- DATASET ENTRIES -
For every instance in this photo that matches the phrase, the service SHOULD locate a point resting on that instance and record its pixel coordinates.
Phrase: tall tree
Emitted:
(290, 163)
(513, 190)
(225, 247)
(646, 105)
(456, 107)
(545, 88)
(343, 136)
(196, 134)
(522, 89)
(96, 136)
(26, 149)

- WHAT THE TASK ASKS -
Your task is to transcribe the material exactly.

- THE RESULT -
For every instance in this photo that matches the phrase, the service SHOULD locate a point resting on that instance and record its pixel coordinates.
Phrase: tall tree
Emitted:
(290, 163)
(513, 190)
(225, 247)
(646, 105)
(456, 107)
(545, 88)
(343, 136)
(196, 134)
(522, 89)
(96, 136)
(26, 149)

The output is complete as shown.